╔══

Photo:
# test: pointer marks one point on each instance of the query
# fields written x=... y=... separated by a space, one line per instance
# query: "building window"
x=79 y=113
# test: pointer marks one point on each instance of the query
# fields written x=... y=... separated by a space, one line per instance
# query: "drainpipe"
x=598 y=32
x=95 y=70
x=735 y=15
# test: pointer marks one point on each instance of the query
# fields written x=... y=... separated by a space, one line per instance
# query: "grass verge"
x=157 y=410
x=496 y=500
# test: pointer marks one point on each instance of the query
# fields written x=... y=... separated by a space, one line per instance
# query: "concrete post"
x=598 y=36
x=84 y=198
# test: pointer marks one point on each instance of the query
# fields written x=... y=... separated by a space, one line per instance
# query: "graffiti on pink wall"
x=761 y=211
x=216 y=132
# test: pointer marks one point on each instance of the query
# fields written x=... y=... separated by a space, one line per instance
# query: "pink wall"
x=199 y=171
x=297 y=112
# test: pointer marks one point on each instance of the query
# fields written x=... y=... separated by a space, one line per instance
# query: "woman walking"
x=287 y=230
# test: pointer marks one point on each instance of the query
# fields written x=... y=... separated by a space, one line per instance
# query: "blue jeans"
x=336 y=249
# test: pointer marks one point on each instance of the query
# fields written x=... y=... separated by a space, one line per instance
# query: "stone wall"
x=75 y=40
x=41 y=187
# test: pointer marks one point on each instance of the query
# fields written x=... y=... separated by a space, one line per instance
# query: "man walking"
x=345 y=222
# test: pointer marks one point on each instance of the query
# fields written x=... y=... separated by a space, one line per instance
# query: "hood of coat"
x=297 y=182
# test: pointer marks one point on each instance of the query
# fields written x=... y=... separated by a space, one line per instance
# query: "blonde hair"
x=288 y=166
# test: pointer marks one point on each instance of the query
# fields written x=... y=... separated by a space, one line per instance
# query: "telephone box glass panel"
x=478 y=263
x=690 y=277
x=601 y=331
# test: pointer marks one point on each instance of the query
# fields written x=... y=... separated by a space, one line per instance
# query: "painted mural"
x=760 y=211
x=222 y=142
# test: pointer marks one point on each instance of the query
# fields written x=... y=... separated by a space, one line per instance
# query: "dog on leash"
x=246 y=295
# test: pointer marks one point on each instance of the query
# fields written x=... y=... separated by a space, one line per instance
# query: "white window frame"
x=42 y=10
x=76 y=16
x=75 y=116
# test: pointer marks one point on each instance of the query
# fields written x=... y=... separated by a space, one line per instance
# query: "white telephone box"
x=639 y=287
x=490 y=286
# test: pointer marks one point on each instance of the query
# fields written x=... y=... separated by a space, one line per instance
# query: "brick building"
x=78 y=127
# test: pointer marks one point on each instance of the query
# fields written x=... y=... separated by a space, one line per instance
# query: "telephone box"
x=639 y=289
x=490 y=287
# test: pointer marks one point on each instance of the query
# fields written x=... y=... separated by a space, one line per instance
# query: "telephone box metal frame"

╚══

§ **JOB**: Every line of the data above should be reproduced word for word.

§ **SOLUTION TO THIS PROBLEM**:
Photo:
# test: pointer marks one point on each instance of the query
# fields written x=... y=... separated by a space, one line per instance
# query: "building window"
x=79 y=113
# test: pointer marks one point on each instance of the query
# fields written x=... y=... separated by a space, one line per instance
# query: "drainpipe"
x=598 y=32
x=95 y=70
x=735 y=15
# test: pointer marks one point on each instance of the query
# fields written x=... y=... separated by a space, one line per instance
# query: "grass verge"
x=157 y=410
x=496 y=500
# test: pointer marks one point on each instance of the query
# fields written x=... y=... separated by a space, one line per instance
# query: "concrete post"
x=598 y=36
x=84 y=198
# test: pointer marks one point on each instance of the query
# fields written x=... y=... separated by a space, one line per instance
# query: "graffiti on pink wall"
x=761 y=211
x=216 y=132
# test: pointer marks one point on each instance of the query
# fields written x=... y=... separated by a space, one line per instance
# query: "pink wall"
x=199 y=171
x=297 y=112
# test: pointer marks one point on each instance of the query
# fields written x=... y=... separated by a space, one line per instance
# query: "woman walking"
x=287 y=230
# test: pointer marks one point on each instance of the query
# fields written x=... y=... separated by a space, one line per instance
# query: "blue jeans"
x=336 y=249
# test: pointer marks one point on each instance of the query
# fields written x=... y=... separated by a space, one line per instance
# query: "stone wall"
x=75 y=40
x=41 y=187
# test: pointer marks one point on each instance of the query
# fields written x=... y=... separated by a space, one line per instance
# query: "man walking"
x=345 y=222
# test: pointer marks one point on each instance of the query
# fields written x=... y=... separated by a space, one line per instance
# query: "hood of coat"
x=297 y=182
# test: pointer marks one point on each instance of the query
# fields written x=... y=... separated by a space, one line per instance
# query: "blonde hair"
x=288 y=166
# test: pointer marks one point on each instance of the query
# fields written x=... y=... separated by a space, one line per instance
# query: "telephone box glass panel"
x=478 y=263
x=690 y=277
x=601 y=331
# test: pointer marks one point on each instance of the query
# fields written x=... y=... separated by a space, one line per instance
# query: "painted mural"
x=760 y=211
x=222 y=142
# test: pointer marks one point on each instance of the query
# fields written x=... y=... separated by a space, one line per instance
# query: "dog on leash"
x=246 y=295
# test: pointer marks one point on each instance of the query
# fields written x=... y=... separated by a space, one line per instance
# query: "white window frame"
x=42 y=10
x=76 y=16
x=75 y=116
# test: pointer marks one point on each instance of the query
# fields written x=... y=... separated by a space, one line per instance
# query: "white telephone box"
x=639 y=287
x=490 y=286
# test: pointer marks one point on each instance of the query
# fields written x=... y=... separated by a space, one line per instance
# query: "brick building"
x=78 y=127
# test: pointer marks one point on each instance of the query
# fields written x=... y=... separated by a space, one line per instance
# query: "telephone box"
x=639 y=289
x=490 y=287
# test: pointer marks one point on each instance of the query
# fields written x=... y=... separated by a space, one line per instance
# query: "telephone box metal frame"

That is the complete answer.